◆ Text section:
* * * * *
Could you give more informatioon.? What do you mean it stops working?

---

If they are not too long perhaps you could post your firewall rules. If you set them up using a script, posting that would be great. Otherwise you can save the output of iptables-save to a file:

iptables-save > filename

heberrdacruz 07-21-2006 09:29 AM

Thank you very much for your response.
Here is a non ICMP example of a message:
Jul 21 10:01:27 newton kernel: IN=eth1 OUT=eth1 SRC=203.178.137.175 DST=192.168.30.11 LEN=64 TOS=0x00 PREC=0x00 TTL=47 ID=42991 DF PROTO=TCP SPT=80 DPT=56152 WINDOW=65535 RES=0x00 ACK SYN URGP=0

If I understand this log correctly it is saying that the packet came in through eth1. As the source is an internet IP it should have come in through eth0.
I am sorry about this typo:
Quote:

Among other things I did NAT 9 using IPTABLES).
I meant
Among other things it did NAT (using IPTABLES).
By "stop working" I mean NAT no longer works and therefore the internet is no longer accessible from the LAN. To find out when the problem happens, I ping a computer on the university computer center every minute and when this type of log appear (lots of them)the ping stops getting a response.
The script I use is below. I didn't write it. I found it on the internet some year ago. I have omitted the comments and blank lines.
IPTABLES=/sbin/iptables
DEPMOD=/sbin/depmod
MODPROBE=/sbin/modprobe
EXTIF="eth0"
INTIF="eth1"
$IPTABLES -F
$IPTABLES -t nat -F
$DEPMOD -a
$MODPROBE ip_tables
$MODPROBE ip_conntrack
$MODPROBE ip_conntrack_ftp
$MODPROBE ip_conntrack_irc
$MODPROBE iptable_nat
$MODPROBE ip_nat_ftp
$IPTABLES -P INPUT ACCEPT
$IPTABLES -F INPUT
$IPTABLES -P OUTPUT ACCEPT
$IPTABLES -F OUTPUT
$IPTABLES -P FORWARD DROP
$IPTABLES -F FORWARD
$IPTABLES -t nat -F
$IPTABLES -A FORWARD -i $EXTIF -o $INTIF -m state --state ESTABLISHED,RELATED -j ACCEPT
$IPTABLES -A FORWARD -i $INTIF -o $EXTIF -j ACCEPT
$IPTABLES -A FORWARD -j LOG
$IPTABLES -t nat -A POSTROUTING -s 192.168.30.0/24 -o eth0 --j SNAT --to 200.17.xxx.xxx

blackhole54 07-22-2006 01:55 AM

Quote:

Originally Posted by heberrdacruz
If I understand this log correctly it is saying that the packet came in through eth1. As the source is an internet IP it should have come in through eth0.
* * * * *
◆ Short exercise 1: In the listing, switch "metal fence" to "iron fence" in the lines from the line with "of the birch" to the line with "x=229, y=273", and keep everything else unchanged.

◆ Collected data:
* * * * *
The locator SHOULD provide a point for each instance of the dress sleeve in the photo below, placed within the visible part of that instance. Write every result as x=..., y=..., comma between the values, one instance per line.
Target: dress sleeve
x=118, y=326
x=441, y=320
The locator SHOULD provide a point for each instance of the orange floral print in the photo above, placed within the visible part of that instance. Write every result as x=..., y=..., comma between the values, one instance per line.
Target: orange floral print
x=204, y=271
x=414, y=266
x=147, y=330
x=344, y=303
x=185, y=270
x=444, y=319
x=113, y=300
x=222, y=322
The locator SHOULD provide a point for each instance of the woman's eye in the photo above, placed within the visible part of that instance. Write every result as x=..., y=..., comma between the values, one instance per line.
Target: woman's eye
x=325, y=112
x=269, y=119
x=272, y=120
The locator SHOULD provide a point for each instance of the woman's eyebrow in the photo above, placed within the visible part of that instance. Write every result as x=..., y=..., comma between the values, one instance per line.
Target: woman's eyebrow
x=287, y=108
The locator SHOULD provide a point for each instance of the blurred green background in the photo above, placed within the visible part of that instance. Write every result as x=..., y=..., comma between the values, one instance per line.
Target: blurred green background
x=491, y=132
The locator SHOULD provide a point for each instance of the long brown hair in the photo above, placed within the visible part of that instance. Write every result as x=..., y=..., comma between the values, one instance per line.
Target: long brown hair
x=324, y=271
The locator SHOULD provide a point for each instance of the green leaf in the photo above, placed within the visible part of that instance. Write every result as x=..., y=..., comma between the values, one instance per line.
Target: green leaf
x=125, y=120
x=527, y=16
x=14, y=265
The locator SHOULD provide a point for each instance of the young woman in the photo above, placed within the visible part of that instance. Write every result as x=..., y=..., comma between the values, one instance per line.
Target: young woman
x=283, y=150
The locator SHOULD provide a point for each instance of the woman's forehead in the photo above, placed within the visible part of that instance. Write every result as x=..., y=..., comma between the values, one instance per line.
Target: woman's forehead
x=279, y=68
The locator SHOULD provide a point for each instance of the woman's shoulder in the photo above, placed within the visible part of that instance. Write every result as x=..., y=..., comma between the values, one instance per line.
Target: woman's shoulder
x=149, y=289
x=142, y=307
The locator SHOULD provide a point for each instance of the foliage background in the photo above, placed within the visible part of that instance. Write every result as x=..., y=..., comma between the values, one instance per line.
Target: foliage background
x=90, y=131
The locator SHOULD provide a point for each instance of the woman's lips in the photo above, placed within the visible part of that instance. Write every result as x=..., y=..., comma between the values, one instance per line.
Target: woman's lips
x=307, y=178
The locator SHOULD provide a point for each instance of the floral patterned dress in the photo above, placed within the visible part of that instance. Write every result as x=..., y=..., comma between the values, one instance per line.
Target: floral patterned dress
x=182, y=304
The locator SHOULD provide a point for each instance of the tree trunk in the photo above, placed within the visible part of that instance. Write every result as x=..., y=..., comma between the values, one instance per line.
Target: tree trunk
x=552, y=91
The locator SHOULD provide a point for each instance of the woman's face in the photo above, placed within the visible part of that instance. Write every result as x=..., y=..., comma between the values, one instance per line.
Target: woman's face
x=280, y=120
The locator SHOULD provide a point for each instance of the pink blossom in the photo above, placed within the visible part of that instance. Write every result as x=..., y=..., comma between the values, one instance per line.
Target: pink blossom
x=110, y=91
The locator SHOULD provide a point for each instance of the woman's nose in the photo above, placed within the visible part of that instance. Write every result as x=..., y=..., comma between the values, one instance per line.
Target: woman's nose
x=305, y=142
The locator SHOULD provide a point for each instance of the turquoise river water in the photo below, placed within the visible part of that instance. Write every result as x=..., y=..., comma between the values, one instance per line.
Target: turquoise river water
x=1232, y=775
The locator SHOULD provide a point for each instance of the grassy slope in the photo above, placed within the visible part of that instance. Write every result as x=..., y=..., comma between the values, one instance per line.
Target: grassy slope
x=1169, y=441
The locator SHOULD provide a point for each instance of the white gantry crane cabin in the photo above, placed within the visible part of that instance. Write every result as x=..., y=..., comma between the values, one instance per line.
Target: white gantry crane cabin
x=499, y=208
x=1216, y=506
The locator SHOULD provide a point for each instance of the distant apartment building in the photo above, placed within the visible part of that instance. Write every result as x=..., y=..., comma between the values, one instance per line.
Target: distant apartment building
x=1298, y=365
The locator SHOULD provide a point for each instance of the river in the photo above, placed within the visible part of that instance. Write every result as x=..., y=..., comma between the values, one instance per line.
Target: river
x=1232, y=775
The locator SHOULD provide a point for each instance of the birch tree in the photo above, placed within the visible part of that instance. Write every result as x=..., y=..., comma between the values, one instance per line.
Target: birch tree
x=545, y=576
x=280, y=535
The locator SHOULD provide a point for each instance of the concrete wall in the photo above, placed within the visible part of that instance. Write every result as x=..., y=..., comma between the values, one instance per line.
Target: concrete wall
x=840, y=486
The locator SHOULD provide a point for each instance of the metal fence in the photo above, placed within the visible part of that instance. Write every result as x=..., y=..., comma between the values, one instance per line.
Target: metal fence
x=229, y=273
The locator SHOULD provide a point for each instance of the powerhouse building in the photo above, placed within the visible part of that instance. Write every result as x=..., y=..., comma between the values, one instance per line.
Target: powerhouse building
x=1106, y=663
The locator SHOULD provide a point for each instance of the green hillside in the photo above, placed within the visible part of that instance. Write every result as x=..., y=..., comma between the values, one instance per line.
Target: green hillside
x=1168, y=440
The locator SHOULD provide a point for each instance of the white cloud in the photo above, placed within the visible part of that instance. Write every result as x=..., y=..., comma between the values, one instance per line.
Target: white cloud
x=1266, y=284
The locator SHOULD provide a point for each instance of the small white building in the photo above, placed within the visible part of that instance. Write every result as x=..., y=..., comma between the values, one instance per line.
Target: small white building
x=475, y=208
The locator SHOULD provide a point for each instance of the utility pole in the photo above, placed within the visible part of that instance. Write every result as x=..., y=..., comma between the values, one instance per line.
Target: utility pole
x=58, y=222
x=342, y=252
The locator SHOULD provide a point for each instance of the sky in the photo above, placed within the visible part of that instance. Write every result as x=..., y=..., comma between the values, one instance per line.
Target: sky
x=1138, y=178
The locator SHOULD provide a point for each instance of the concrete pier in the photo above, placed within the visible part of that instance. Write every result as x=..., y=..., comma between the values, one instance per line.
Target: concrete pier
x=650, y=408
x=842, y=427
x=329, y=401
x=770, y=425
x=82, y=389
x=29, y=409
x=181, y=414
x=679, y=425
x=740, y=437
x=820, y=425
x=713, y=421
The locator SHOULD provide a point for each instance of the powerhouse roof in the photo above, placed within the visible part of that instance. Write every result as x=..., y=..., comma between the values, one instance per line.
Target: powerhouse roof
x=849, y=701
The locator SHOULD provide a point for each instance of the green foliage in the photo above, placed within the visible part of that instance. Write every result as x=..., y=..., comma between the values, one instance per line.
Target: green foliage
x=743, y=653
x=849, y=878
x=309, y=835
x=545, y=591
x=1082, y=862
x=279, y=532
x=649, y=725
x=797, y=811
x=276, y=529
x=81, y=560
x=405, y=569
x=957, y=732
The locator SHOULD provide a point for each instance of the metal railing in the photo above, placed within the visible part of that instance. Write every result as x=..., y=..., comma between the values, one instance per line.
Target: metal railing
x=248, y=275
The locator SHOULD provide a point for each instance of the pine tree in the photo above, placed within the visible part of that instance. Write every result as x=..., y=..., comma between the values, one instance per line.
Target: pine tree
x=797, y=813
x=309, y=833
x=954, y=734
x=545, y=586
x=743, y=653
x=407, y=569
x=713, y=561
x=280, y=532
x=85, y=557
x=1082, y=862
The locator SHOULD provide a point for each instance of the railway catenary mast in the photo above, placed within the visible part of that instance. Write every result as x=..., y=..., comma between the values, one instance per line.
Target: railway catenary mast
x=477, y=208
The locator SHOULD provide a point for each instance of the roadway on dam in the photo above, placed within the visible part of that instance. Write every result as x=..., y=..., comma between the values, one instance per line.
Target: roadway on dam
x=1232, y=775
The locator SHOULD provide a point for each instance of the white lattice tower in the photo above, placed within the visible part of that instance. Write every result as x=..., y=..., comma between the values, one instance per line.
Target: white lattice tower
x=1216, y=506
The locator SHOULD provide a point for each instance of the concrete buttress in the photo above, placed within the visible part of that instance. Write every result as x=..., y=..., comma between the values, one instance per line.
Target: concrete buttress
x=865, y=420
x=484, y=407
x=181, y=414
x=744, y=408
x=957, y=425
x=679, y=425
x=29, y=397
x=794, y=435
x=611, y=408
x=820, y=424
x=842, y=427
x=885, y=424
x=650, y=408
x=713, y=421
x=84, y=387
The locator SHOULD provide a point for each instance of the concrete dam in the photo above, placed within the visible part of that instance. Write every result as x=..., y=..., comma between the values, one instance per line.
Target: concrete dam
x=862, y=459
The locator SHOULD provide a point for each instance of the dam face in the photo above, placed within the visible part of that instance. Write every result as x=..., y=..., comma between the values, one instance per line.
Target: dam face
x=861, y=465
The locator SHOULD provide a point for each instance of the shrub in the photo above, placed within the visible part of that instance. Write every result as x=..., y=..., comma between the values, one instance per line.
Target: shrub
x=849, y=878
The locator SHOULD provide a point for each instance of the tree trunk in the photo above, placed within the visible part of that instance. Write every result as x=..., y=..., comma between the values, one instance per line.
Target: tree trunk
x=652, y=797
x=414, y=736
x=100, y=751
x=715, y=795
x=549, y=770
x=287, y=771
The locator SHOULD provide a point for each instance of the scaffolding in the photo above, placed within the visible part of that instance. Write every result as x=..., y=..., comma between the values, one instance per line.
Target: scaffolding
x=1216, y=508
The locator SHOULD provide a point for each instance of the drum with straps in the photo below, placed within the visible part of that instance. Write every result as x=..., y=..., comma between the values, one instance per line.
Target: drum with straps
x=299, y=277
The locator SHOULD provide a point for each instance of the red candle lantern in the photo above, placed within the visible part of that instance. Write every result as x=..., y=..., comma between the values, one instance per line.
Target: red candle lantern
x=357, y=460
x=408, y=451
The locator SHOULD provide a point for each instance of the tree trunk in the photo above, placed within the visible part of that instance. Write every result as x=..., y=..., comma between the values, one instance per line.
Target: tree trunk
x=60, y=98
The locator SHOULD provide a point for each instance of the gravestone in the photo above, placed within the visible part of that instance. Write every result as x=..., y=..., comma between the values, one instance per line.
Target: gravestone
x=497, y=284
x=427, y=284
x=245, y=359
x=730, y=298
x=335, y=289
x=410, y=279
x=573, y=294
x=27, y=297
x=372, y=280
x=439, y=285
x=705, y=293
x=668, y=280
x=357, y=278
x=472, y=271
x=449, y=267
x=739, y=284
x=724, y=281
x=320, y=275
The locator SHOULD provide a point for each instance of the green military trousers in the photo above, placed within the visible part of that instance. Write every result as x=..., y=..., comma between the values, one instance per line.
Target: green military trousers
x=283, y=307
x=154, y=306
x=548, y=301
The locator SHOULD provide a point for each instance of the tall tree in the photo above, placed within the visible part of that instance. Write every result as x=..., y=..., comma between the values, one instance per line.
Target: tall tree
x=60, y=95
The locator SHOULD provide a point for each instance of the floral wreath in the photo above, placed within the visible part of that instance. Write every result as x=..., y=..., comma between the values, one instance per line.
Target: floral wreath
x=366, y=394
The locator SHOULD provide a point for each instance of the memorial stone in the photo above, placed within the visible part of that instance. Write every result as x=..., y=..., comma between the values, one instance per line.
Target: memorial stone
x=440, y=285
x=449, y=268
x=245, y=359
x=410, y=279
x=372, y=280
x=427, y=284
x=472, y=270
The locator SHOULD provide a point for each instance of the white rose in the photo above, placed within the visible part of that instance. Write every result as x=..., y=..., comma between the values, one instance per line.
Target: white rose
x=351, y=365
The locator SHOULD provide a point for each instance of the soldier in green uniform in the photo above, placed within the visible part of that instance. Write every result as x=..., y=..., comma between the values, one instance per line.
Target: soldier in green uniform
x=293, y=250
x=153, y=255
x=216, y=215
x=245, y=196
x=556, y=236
* * * * *
◆ Short exercise 2: From the iptables discussion, copy the passage from "Could you give" to "for your response." word for word.

◆ Result 1:
The locator SHOULD provide a point for each instance of the birch tree in the photo above, placed within the visible part of that instance. Write every result as x=..., y=..., comma between the values, one instance per line.
Target: birch tree
x=545, y=576
x=280, y=535
The locator SHOULD provide a point for each instance of the concrete wall in the photo above, placed within the visible part of that instance. Write every result as x=..., y=..., comma between the values, one instance per line.
Target: concrete wall
x=840, y=486
The locator SHOULD provide a point for each instance of the iron fence in the photo above, placed within the visible part of that instance. Write every result as x=..., y=..., comma between the values, one instance per line.
Target: iron fence
x=229, y=273

◆ Result 2:
Could you give more informatioon.? What do you mean it stops working?

---

If they are not too long perhaps you could post your firewall rules. If you set them up using a script, posting that would be great. Otherwise you can save the output of iptables-save to a file:

iptables-save > filename

heberrdacruz 07-21-2006 09:29 AM

Thank you very much for your response.